Recopiez à l'identique, dans le texte sur la contrefaçon, tout ce qui va de « Pour ces raisons, la » jusqu'à « l'égard du fabricant. ».

== Texte à analyser ==

Elevée au rang d'industrie, la contrefaçon représenterait aujourd'hui 5 % environ du commerce mondial, soit l'équivalent de 600 milliards de francs (100( * )) . Elle aurait provoqué la destruction de 100.000 emplois en Europe depuis dix ans, dont 40.000 pour la France, qui a toujours constitué une cible de choix pour les contrefacteurs en raison de sa place prépondérante dans la fabrication et le commerce des produits de luxe.

a) Le dispositif français

Pour ces raisons, la France s'est dotée très tôt d'un dispositif protecteur, récemment renforcé par une législation particulièrement efficace face à ce type de délinquance économique (101( * )) . Outre l'aggravation massive des sanctions financières et la possibilité de saisine immédiate en douane des produits suspects, il a été décidé que les poursuites s'appliqueraient également à l'encontre du distributeur des marchandises piratées et non plus seulement à l'égard du fabricant.

Ainsi que l'indiquait M. Lucien Devaux, président du groupe textile Devaux SA, au cours de son audition par votre rapporteur, " il est plus aisé et plus efficace de saisir des produits reproduisant illégalement nos modèles dans une chaîne d'hypermarchés français plutôt que d'entreprendre des poursuites, le plus souvent vaines, contre un petit fabricant thaïlandais ou coréen devenu introuvable ".

===
== Données brutes ==

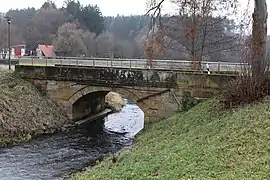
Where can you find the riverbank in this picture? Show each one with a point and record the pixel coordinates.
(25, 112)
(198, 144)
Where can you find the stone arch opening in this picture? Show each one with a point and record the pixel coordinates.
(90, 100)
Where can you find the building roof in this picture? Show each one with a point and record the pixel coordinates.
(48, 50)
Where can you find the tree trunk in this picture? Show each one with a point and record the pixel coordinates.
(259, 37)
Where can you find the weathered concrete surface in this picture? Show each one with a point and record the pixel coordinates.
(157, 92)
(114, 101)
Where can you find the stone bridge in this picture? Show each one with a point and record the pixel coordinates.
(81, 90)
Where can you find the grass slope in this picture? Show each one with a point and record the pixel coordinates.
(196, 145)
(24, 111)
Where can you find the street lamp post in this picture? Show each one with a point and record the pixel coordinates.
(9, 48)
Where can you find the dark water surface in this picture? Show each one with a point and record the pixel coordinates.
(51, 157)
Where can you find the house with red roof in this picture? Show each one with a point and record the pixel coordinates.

===
== Données brutes ==

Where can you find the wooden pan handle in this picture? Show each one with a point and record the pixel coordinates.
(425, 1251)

===
== Données brutes ==

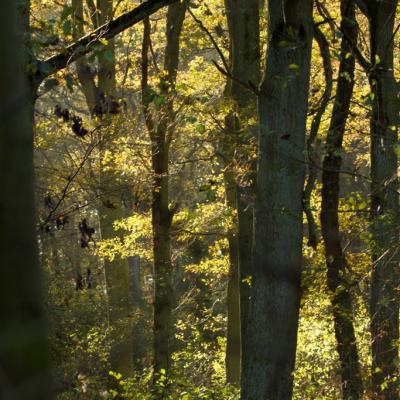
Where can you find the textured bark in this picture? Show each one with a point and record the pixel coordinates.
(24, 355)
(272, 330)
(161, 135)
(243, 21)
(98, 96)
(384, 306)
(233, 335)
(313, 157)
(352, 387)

===

• **Résultat ci-dessous**
Pour ces raisons, la France s'est dotée très tôt d'un dispositif protecteur, récemment renforcé par une législation particulièrement efficace face à ce type de délinquance économique (101( * )) . Outre l'aggravation massive des sanctions financières et la possibilité de saisine immédiate en douane des produits suspects, il a été décidé que les poursuites s'appliqueraient également à l'encontre du distributeur des marchandises piratées et non plus seulement à l'égard du fabricant.